The response must contain every line below in which "boat" appears.

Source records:
####################
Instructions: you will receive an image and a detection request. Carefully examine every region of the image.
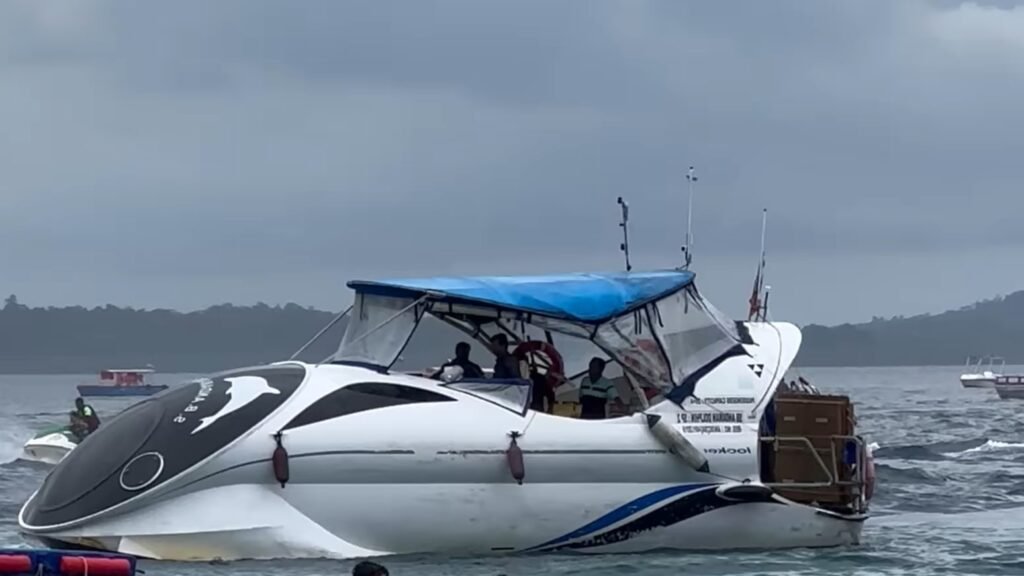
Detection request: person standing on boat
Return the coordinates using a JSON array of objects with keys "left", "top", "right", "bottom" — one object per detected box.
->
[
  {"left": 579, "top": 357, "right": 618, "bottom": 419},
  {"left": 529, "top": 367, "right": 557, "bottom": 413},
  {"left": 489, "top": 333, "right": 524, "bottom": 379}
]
####################
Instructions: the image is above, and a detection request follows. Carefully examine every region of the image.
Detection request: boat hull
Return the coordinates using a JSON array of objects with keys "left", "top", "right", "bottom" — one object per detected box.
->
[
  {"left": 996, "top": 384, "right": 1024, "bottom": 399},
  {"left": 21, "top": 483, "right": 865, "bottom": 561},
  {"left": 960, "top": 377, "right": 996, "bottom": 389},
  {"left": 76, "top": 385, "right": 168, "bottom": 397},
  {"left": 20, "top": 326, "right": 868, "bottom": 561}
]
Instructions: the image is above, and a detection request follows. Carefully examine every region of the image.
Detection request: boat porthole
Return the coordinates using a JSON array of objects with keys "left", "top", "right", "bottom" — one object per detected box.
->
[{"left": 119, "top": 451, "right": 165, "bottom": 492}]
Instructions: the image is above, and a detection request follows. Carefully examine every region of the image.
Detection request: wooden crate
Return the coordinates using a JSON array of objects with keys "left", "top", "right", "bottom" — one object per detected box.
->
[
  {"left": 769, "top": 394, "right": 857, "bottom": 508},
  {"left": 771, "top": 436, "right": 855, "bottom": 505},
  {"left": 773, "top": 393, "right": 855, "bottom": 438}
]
####################
Expected answer –
Detection request: person standing on boat
Detection request: boat hull
Detection request: boat porthole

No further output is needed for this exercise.